[Opening Input section]
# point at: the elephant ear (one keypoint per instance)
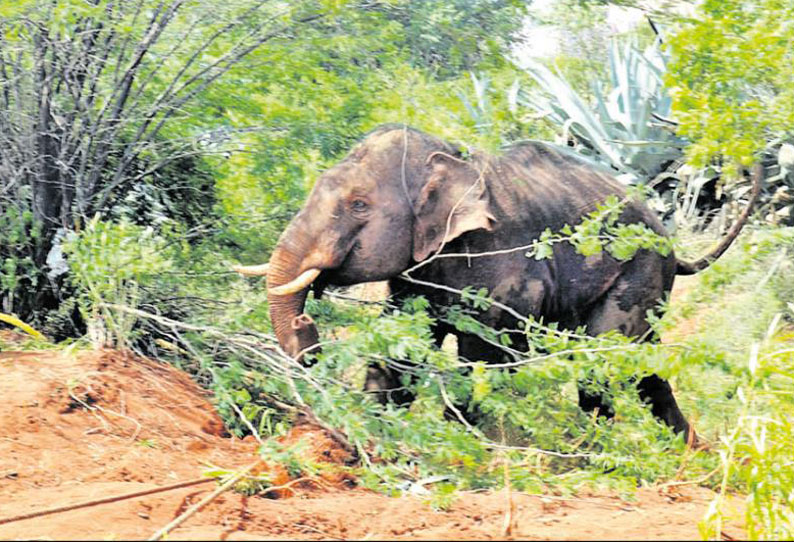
(452, 202)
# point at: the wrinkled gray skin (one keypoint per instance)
(390, 202)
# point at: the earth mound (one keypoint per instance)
(76, 427)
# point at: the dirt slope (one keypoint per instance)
(79, 427)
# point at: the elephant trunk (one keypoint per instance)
(296, 332)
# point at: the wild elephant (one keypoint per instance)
(402, 198)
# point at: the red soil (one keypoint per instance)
(91, 425)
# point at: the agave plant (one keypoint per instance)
(627, 127)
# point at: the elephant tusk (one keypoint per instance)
(252, 270)
(303, 281)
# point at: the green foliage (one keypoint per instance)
(733, 92)
(108, 263)
(600, 230)
(624, 127)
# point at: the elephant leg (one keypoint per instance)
(620, 310)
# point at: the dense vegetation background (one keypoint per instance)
(147, 145)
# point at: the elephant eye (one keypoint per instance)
(359, 205)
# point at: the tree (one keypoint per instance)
(96, 95)
(731, 79)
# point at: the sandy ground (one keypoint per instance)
(100, 424)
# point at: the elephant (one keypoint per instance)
(402, 199)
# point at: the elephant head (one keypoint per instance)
(393, 201)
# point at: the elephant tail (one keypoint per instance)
(690, 268)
[Closing Input section]
### To do
Exactness is what counts here: copy each entry as given and omit its pictures.

### Solution to the problem
# point at: the elephant ear (one keypoint per instance)
(452, 202)
# point at: the wrinkled gray skin (one keypoint per instance)
(390, 202)
# point at: the earth mound (one keypoint per instance)
(76, 427)
# point at: the dirt slope (one keypoint per instance)
(79, 427)
# point at: the elephant trunk (one keypoint per instance)
(296, 332)
# point at: the wild elephant (one keypoint per instance)
(402, 198)
# point at: the red soil (one keypoint per instance)
(91, 425)
# point at: the agave plant (one keypoint per instance)
(627, 127)
# point at: the elephant tusk (one keypoint per instance)
(252, 270)
(303, 281)
# point at: the green foliage (one keypoint per instance)
(733, 92)
(108, 263)
(600, 230)
(624, 127)
# point at: the elephant leg (one keypoint per instance)
(620, 310)
# point at: the dense vegetation background (one keypoint per instance)
(147, 145)
# point at: the elephant eye (one keypoint per instance)
(359, 205)
# point at: the tree (one keypoint per instance)
(96, 95)
(731, 79)
# point at: the sandy ground (one keypoint per instance)
(100, 424)
# point at: the elephant (one keypoint per instance)
(402, 199)
# point at: the elephant head (one keypoint per instance)
(393, 201)
# point at: the elephant tail (one keypoint per instance)
(690, 268)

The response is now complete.